(Stored entries)
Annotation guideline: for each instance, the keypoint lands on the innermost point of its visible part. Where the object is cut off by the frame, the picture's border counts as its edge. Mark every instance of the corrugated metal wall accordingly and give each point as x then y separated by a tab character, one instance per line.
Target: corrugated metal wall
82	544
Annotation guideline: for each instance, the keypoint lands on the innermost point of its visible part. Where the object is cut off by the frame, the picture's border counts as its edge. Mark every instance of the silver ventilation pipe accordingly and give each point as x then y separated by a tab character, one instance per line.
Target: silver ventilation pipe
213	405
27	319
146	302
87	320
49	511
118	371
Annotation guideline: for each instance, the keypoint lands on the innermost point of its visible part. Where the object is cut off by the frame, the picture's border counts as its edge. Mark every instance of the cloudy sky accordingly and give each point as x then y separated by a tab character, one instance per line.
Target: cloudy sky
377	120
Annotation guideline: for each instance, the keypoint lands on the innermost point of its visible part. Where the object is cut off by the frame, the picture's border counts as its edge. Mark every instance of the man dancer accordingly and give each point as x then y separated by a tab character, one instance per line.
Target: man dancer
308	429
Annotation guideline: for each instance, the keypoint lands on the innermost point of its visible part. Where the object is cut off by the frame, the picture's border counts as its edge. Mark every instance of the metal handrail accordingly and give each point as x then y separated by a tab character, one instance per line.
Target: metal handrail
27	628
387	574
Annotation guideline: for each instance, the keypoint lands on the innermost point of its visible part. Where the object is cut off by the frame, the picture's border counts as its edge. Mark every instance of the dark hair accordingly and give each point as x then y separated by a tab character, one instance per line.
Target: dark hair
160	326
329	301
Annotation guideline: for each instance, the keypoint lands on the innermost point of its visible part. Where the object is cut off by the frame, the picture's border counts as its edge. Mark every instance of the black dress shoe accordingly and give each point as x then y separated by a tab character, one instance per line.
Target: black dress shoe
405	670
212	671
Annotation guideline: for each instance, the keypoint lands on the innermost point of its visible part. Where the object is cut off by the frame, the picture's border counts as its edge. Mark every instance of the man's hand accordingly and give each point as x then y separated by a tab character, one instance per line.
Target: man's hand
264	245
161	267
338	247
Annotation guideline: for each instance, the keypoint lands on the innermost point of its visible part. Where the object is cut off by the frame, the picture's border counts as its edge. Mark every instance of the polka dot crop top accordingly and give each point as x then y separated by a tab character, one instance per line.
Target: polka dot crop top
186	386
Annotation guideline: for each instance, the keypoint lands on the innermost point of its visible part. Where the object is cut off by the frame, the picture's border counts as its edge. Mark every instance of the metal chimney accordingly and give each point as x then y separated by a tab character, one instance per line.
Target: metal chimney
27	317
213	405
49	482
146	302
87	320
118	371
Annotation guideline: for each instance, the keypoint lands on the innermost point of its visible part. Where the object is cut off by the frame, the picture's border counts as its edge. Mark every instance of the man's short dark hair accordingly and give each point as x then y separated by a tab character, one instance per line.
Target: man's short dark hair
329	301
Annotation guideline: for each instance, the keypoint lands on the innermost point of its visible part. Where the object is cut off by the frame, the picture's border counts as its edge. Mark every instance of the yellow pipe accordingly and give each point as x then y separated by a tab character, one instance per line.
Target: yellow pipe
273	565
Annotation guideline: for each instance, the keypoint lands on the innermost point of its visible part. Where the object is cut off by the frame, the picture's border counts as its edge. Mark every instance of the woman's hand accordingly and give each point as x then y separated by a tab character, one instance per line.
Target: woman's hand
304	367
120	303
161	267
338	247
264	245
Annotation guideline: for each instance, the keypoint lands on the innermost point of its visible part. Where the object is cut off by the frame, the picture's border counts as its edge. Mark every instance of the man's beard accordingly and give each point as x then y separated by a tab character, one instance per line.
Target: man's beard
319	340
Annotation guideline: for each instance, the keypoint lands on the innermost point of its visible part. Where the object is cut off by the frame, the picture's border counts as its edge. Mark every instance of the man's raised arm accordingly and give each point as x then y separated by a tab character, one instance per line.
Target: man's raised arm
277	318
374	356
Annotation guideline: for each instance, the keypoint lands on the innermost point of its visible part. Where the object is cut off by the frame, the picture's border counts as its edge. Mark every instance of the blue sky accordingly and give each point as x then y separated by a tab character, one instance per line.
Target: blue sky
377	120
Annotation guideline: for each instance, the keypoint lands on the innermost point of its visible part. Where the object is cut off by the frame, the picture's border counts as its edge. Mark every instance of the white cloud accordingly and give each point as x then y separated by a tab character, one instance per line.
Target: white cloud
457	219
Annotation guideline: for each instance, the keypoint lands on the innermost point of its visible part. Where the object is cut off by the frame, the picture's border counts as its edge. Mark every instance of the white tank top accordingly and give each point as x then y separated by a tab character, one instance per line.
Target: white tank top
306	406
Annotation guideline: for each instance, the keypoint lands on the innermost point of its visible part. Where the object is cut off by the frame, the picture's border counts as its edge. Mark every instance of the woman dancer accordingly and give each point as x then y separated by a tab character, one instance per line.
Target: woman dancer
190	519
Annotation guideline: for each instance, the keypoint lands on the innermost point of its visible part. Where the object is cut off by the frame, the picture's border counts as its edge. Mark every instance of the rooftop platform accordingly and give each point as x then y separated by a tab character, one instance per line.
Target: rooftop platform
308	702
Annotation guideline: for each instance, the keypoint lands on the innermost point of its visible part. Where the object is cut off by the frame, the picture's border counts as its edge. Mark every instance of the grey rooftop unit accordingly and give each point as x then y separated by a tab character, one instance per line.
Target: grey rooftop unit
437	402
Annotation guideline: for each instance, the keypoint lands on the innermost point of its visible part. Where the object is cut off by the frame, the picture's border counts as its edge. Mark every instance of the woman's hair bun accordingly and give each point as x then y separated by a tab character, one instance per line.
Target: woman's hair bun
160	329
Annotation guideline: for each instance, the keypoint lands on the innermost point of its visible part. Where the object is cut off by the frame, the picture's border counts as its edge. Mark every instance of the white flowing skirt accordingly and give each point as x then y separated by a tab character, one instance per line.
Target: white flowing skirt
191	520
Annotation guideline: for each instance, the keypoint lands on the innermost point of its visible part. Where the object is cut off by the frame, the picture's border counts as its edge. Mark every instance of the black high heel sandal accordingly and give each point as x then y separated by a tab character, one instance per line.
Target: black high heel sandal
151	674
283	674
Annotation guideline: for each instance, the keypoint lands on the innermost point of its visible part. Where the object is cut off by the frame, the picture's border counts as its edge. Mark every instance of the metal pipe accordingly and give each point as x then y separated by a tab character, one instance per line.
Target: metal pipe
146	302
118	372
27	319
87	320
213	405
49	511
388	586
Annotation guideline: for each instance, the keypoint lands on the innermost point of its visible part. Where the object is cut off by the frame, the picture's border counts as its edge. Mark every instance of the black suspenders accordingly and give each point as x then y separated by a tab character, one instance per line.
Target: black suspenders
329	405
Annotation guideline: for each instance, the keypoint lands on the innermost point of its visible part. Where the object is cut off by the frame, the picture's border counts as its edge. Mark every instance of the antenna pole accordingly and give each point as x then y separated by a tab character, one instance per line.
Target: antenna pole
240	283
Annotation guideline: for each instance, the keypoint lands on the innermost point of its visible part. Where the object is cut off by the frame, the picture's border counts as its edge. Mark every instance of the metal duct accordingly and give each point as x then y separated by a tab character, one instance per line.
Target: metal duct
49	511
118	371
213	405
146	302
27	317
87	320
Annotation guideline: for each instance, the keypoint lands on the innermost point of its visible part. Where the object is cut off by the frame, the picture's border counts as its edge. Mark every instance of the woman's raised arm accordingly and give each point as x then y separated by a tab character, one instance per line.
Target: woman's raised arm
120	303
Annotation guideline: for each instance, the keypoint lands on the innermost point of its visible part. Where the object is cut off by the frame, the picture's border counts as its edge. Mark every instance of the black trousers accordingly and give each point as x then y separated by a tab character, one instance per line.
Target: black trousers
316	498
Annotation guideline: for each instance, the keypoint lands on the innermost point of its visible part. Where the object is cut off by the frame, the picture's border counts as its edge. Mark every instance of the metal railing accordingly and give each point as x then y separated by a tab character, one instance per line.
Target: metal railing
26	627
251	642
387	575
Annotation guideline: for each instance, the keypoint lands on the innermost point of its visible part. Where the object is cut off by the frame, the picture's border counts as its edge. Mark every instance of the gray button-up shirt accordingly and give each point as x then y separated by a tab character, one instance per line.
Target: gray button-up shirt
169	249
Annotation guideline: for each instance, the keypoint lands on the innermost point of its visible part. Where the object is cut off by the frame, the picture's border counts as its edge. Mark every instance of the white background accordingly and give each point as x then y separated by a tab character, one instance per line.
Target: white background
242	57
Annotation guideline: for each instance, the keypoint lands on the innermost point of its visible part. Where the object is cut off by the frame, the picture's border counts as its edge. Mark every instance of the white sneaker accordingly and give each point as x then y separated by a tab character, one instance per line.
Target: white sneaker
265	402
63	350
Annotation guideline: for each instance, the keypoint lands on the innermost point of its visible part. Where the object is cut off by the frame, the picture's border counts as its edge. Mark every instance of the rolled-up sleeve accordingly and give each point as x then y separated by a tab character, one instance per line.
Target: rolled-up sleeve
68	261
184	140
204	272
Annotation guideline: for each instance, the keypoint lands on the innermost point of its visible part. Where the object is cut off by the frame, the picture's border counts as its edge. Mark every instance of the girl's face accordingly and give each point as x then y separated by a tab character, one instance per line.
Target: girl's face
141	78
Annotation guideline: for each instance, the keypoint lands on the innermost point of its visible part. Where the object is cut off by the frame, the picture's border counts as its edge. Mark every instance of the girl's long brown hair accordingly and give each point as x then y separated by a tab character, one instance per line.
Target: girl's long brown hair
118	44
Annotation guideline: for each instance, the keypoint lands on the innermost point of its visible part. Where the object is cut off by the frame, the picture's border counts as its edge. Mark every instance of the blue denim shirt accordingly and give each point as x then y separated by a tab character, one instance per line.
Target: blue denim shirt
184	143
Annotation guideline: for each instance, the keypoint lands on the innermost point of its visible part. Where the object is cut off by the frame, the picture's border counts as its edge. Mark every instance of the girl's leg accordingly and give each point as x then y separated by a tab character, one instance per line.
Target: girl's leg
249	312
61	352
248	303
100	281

_Directions:_
Find the line that contains "the girl's face". Repeat it and every line after it, exactly as written, up to and including the last line of the records above.

_Task answer:_
Annotation guideline: for each instance, the keypoint lands on the innermost point of its visible part. Where the object is cut off by the frame, the picture's border counts as its edge. Mark every instance of the girl's face accordingly and give each point as x then y separated by a tab character, one instance per line.
Target: girl's face
141	78
Annotation guideline: for each instance, the keypoint lands on the innermost point of its visible part. Where the object is cut off by the frame, the picture's border counts as its edge. Mark every instance of the girl's long brown hair accordingly and give each point as x then y separated by a tab character, one instance per line.
Target: girl's long brown hair
118	44
Annotation guideline: for each instance, the keypoint lands on the innermost point of its visible part. Where the object is cut off by the frame, the picture's border counts as its edge. Mark every instance of the blue denim shirt accordingly and give each point as x then y separated by a tab character, one instance per line.
Target: blue denim shirt
184	143
Annotation guideline: for each instance, the keypoint lands on the innermost point of its visible part. Where the object is cut off by the frame, the picture's border counts as its edge. Mark every instance of the girl's leg accordingly and give each point as x then y separated by a tab character, one instance per line.
Target: girl's leg
249	312
61	352
248	303
100	281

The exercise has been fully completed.